Whatever appears in the listing, return all of it exactly.

::::::::::

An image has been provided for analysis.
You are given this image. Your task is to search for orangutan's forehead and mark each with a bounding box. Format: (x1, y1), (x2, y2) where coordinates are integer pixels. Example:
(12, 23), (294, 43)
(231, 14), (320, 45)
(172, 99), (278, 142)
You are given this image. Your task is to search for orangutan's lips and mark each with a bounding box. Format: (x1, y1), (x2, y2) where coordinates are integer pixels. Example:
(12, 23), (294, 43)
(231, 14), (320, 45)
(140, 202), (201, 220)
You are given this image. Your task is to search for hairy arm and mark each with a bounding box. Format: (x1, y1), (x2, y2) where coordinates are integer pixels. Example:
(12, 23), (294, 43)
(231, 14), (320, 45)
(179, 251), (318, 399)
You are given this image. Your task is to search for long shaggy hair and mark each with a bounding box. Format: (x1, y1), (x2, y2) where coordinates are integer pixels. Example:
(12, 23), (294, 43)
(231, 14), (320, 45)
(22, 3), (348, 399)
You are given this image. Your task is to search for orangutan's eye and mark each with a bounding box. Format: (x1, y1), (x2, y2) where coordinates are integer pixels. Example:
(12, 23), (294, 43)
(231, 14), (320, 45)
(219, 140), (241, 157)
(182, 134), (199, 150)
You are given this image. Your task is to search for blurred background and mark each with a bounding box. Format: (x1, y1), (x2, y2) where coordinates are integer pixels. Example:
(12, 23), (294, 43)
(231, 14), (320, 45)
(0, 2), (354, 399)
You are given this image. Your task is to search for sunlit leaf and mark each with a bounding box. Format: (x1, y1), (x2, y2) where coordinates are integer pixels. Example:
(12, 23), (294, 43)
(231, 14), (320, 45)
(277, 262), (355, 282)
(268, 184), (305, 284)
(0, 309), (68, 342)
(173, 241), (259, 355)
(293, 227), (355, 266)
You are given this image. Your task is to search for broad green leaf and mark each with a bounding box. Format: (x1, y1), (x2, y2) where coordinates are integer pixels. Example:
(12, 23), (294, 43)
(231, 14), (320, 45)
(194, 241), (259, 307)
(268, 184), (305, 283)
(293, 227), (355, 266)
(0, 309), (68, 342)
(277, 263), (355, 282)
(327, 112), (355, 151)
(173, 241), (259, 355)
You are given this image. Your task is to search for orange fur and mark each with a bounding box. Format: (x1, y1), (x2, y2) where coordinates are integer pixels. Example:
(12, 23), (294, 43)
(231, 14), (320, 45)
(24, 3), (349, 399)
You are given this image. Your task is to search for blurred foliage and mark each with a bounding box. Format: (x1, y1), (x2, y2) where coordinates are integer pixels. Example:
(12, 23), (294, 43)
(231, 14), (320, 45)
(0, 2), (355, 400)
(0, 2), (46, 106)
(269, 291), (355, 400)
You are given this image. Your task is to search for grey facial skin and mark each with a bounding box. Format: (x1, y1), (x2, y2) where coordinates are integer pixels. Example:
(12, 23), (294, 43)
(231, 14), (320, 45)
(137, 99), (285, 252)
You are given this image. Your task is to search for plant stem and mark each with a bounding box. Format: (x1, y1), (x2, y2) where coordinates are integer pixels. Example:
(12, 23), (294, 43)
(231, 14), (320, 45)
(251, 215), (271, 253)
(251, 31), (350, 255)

::::::::::

RESPONSE
An image has been provided for analysis.
You are given this image. Your task is to search for orangutan's forehead and mark each with a bounding box. Format: (x1, y1), (x2, y2) where coordinates are integer pixels. Example:
(12, 23), (294, 43)
(231, 14), (320, 45)
(172, 99), (278, 142)
You are given this image. Your task is to search for orangutan's lips and mark each with a bounding box. Format: (x1, y1), (x2, y2) where coordinates are integer pixels. Example:
(12, 23), (294, 43)
(231, 14), (320, 45)
(140, 202), (201, 220)
You are given this image. Your task is to search for hairy arm and mark each with a bounding box. Format: (x1, y1), (x2, y2) where coordinates are integer pixels. Example:
(12, 23), (294, 43)
(231, 14), (320, 45)
(179, 251), (318, 399)
You are given this image. Your task is to search for long shaggy hair and mark each with a bounding box. Format: (x1, y1), (x2, y2) where coordinates are integer pixels. Example:
(12, 23), (294, 43)
(231, 14), (320, 45)
(22, 3), (348, 399)
You are given this image. Your task is to search for orangutan's eye and mark each with a bounding box. Format: (x1, y1), (x2, y2) where coordinates are integer pixels. Example:
(12, 23), (294, 43)
(231, 14), (320, 45)
(219, 140), (241, 157)
(182, 134), (199, 150)
You are given this image. Your task is to search for blurred background and mark each with a bounding box. Format: (x1, y1), (x2, y2) where coordinates are integer pixels. Example:
(12, 23), (294, 43)
(231, 14), (320, 45)
(0, 2), (354, 399)
You are given this image. Your task is to search for sunlit leaf and mark each with a bounding box. Format: (x1, y1), (x2, y2) where coordinates are integer pixels. Example:
(12, 23), (294, 43)
(231, 14), (320, 45)
(277, 262), (355, 282)
(268, 184), (305, 284)
(0, 309), (68, 342)
(173, 241), (259, 355)
(293, 227), (355, 266)
You are given this image. Your task is to search for broad green leaf and mark each with a bounding box. Format: (x1, y1), (x2, y2) where coordinates are integer pixels. Example:
(12, 23), (294, 43)
(231, 14), (320, 45)
(194, 241), (259, 307)
(268, 184), (305, 283)
(293, 227), (355, 266)
(0, 309), (68, 342)
(277, 263), (355, 282)
(327, 112), (355, 151)
(173, 241), (259, 355)
You are given this image. Your task is to search for orange fur and mark each with a bounding box. Format: (x1, y1), (x2, y2) where coordinates are integer pixels. Example:
(12, 23), (294, 43)
(231, 14), (320, 45)
(24, 3), (349, 399)
You are given this image. Your task is to search for blurred foliage and mark each with a bounding box. Format: (x1, y1), (x2, y2) where coordinates are integer pixels. Example:
(12, 23), (294, 43)
(231, 14), (320, 45)
(0, 2), (355, 400)
(0, 2), (46, 106)
(269, 291), (355, 400)
You are given this image. Your task is to search for grey facial skin and mark each with a bounding box. Format: (x1, y1), (x2, y2) where coordinates are integer pixels. Example:
(12, 23), (294, 43)
(231, 14), (320, 45)
(137, 99), (285, 252)
You are given this image. Your task is to search for plant stem and mark each with a bounding box. Format: (x1, y1), (x2, y2) where coordinates are integer pixels. Example:
(12, 23), (294, 43)
(231, 14), (320, 45)
(251, 215), (271, 253)
(251, 31), (350, 255)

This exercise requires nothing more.